### EXTRACT

Introduction

The dataset subject to our analysis includes retail sales of automobiles and commercial vehicles in Turkey based on brand in monthly basis. The dataset includes data from Jan’16 to Sep’19. The dataset incorporates 12 columns. Details of the column names & description is are represented below:

In order to perform a healthy analysis, the dataset has been adjusted in three aspects:

  1. Delete the invalid row that contains a disclaimer
  2. Delete the rows brand_name = “TOPLAM”
  3. Change of “ASTON MARTİN” to “ASTON MARTIN” in order to merge the two different brand names for the same brand.
setwd('/Users/serhansuer/Desktop/MEF/Data_Analytics_Essentials/ODD')

### INFORMATION SHOWN
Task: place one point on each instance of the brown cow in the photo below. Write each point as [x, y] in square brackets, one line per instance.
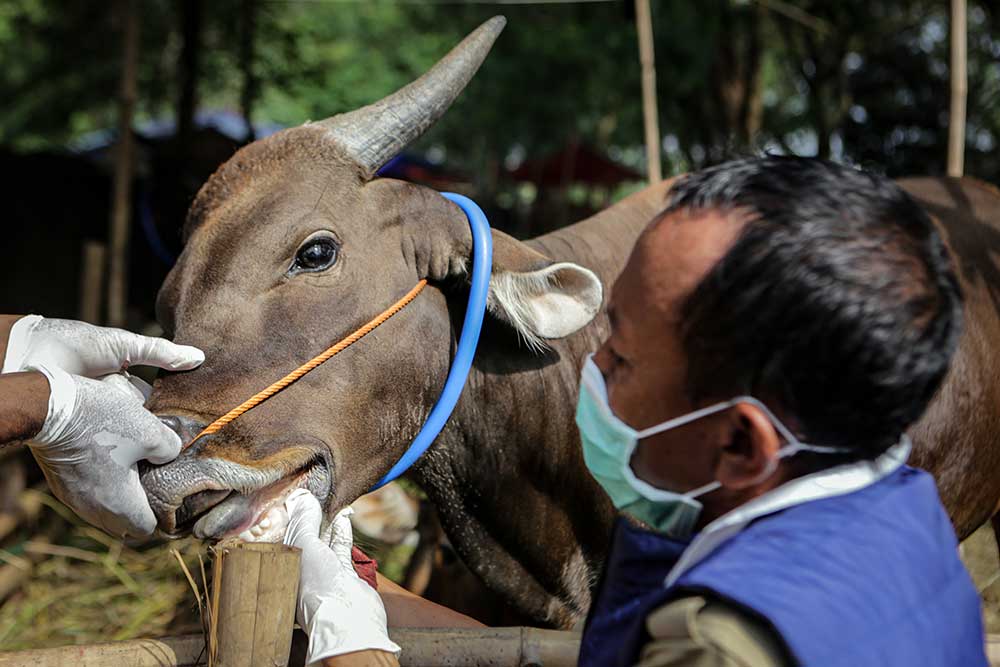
[294, 243]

### TASKS AND EXERCISES
A) Using the introduction, answer the following:
(i) What period does the dataset cover?
(ii) How many columns does the dataset incorporate?
(iii) Which rows are deleted according to the second adjustment?
B) Reproduce the stretch of the introduction from "Introduction" through "the same brand.".

### OUTPUTS FOR THE TASKS
A)
(i) From Jan’16 to Sep’19.
(ii) 12 columns.
(iii) The rows where brand_name = “TOPLAM”.

B)
Introduction

The dataset subject to our analysis includes retail sales of automobiles and commercial vehicles in Turkey based on brand in monthly basis. The dataset includes data from Jan’16 to Sep’19. The dataset incorporates 12 columns. Details of the column names & description is are represented below:

In order to perform a healthy analysis, the dataset has been adjusted in three aspects:

  1. Delete the invalid row that contains a disclaimer
  2. Delete the rows brand_name = “TOPLAM”
  3. Change of “ASTON MARTİN” to “ASTON MARTIN” in order to merge the two different brand names for the same brand.